Exercise directions:
Give the number of lines in the data below that contain the word "dark", treating uppercase and lowercase letters as different. Reply with that number only.

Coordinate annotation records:

********

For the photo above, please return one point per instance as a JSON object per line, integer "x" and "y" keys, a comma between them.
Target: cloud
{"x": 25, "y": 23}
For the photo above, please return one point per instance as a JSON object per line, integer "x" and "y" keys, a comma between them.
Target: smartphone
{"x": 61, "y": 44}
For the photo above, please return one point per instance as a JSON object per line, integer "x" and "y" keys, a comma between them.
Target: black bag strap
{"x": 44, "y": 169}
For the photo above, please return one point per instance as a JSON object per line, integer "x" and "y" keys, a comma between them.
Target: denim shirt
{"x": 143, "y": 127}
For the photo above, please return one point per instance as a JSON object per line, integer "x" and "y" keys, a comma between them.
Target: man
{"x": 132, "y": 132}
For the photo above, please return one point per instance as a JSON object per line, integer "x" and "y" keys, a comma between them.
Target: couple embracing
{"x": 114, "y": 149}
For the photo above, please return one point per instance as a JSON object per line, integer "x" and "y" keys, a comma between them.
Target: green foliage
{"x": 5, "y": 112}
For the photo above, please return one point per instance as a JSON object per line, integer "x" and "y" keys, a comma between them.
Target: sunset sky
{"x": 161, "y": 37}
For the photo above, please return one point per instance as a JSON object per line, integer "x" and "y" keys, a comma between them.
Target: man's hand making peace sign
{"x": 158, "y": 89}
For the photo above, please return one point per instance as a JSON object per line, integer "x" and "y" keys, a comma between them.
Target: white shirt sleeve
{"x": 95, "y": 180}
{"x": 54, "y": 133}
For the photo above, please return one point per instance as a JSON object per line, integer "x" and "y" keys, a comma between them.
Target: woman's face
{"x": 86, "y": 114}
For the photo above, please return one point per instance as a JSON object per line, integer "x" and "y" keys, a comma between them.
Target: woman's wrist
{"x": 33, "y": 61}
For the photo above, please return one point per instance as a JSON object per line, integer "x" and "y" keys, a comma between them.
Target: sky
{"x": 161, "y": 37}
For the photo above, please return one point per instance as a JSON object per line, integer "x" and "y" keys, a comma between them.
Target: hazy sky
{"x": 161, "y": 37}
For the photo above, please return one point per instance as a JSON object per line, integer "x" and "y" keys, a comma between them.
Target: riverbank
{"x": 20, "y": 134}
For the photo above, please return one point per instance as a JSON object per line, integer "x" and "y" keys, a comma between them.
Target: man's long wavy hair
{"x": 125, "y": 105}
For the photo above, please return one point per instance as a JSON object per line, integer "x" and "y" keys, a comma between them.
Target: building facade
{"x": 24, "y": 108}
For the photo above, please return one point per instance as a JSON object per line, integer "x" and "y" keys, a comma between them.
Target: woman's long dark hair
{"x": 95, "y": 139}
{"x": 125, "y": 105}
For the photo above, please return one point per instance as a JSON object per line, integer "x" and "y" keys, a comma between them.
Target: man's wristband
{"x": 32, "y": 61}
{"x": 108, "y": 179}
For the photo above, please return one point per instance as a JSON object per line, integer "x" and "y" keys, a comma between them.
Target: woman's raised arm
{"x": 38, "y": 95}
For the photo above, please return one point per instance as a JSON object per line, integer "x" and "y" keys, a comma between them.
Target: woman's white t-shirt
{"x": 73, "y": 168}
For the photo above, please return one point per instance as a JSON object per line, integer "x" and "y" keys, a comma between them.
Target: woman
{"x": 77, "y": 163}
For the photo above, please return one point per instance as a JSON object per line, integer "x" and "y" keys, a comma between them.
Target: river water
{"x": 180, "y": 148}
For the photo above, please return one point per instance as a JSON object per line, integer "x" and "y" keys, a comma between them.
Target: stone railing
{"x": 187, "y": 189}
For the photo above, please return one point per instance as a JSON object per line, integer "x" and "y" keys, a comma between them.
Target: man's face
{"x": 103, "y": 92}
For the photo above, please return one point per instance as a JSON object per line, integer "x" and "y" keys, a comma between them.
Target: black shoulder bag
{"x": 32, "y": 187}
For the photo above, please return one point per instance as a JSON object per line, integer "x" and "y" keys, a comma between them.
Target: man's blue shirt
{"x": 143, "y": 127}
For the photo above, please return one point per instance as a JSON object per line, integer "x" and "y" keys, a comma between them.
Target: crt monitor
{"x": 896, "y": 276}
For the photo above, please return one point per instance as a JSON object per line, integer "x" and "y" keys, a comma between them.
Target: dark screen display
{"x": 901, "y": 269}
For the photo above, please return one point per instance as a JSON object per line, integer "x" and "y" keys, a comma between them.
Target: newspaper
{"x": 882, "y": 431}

********

Solution:
2